─── Extracted material

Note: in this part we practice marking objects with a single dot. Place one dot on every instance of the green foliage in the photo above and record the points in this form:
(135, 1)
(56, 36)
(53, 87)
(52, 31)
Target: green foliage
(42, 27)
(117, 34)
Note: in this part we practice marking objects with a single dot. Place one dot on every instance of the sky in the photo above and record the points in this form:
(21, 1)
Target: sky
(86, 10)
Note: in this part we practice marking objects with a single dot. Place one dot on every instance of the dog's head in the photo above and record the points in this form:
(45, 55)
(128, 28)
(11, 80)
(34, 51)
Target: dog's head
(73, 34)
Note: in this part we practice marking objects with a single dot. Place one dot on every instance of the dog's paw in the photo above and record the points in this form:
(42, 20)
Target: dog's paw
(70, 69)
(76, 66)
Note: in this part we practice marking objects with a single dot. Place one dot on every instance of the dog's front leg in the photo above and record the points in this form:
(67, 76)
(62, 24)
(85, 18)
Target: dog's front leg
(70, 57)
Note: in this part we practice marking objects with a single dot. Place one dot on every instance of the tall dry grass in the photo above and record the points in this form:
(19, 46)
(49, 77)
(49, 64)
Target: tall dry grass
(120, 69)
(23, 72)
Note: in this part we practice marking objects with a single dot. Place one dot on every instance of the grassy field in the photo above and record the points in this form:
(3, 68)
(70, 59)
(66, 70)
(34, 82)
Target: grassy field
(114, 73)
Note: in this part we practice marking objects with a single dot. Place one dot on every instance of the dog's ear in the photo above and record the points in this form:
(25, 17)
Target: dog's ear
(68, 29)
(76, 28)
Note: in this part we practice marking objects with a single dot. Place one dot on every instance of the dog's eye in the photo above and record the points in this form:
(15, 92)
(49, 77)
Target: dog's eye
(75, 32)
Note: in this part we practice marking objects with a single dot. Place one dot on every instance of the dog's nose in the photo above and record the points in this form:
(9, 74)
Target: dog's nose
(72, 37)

──────

Using the data above, transcribe the lines that run from the line with "Target: dog's head" to the line with "of the grassy", both ends kept, and output nothing else.

Target: dog's head
(73, 34)
Note: in this part we practice marking objects with a single dot. Place one dot on every instance of the dog's paw in the photo above and record the points in this form:
(42, 20)
Target: dog's paw
(70, 69)
(76, 66)
Note: in this part we practice marking objects with a single dot. Place one dot on every instance of the dog's front leg in the photo above and record the points in this form:
(67, 76)
(62, 24)
(85, 18)
Target: dog's front leg
(70, 57)
Note: in this part we practice marking objects with a single dot. Place one dot on every instance of the tall dry grass in the photo above and record the points in this form:
(19, 46)
(49, 77)
(49, 64)
Target: tall dry grass
(120, 69)
(23, 72)
Note: in this part we practice marking objects with a single dot. Place one dot on every instance of the grassy field in the photo above and record the points in this form:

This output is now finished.